START Study material

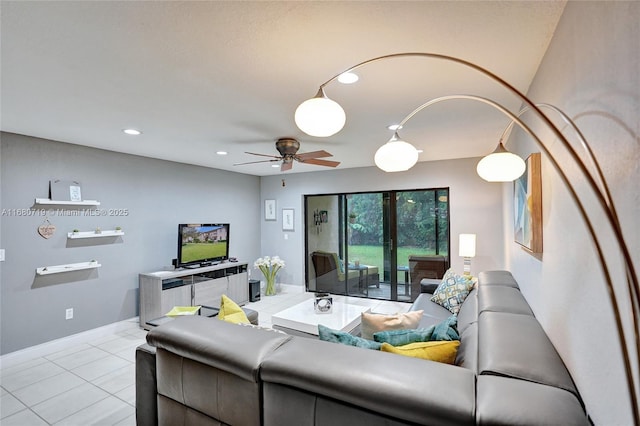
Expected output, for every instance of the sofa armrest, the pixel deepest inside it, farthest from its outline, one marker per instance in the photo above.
(146, 386)
(412, 390)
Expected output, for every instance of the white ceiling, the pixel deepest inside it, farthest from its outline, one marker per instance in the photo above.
(202, 76)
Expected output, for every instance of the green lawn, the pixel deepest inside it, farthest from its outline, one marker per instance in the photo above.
(372, 255)
(194, 251)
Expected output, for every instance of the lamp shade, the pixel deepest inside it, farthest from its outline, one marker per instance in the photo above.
(320, 116)
(501, 166)
(467, 245)
(396, 155)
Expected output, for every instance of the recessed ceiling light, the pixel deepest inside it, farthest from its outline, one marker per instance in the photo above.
(348, 78)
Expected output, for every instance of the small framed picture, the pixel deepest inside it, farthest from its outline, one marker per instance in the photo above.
(269, 209)
(287, 220)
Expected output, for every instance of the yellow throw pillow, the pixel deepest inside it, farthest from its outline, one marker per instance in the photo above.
(231, 312)
(440, 351)
(372, 323)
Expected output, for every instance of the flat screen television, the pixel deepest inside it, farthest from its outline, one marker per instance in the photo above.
(202, 244)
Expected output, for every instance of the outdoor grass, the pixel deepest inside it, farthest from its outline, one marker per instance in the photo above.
(196, 251)
(372, 255)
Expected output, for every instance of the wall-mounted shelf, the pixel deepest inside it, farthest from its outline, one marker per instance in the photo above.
(92, 234)
(48, 202)
(46, 270)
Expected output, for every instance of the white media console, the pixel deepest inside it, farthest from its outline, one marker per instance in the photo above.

END Study material

• Task statement
Search the data for "Expected output, for every instance of the flat". Beginning with that line, set down every line through the last exactly.

• Output for this task
Expected output, for every instance of the flat screen television, the pixel deepest inside it, farthest from its outline, one marker per instance in the photo above.
(202, 244)
Expected output, for every instance of the outdoor grass, the pixel deepest inside it, farthest from its outline, one marker per instance in the photo above.
(196, 251)
(372, 255)
Expected output, for every instance of the wall-mounted shelf, the pixel deepest inside it, farthest from its outline, one marker per instance in the photo above.
(92, 234)
(48, 202)
(46, 270)
Expected output, for every instance of the white media console, the pixel deepest inside it, farthest from its outline, one marker per instance in the photo above.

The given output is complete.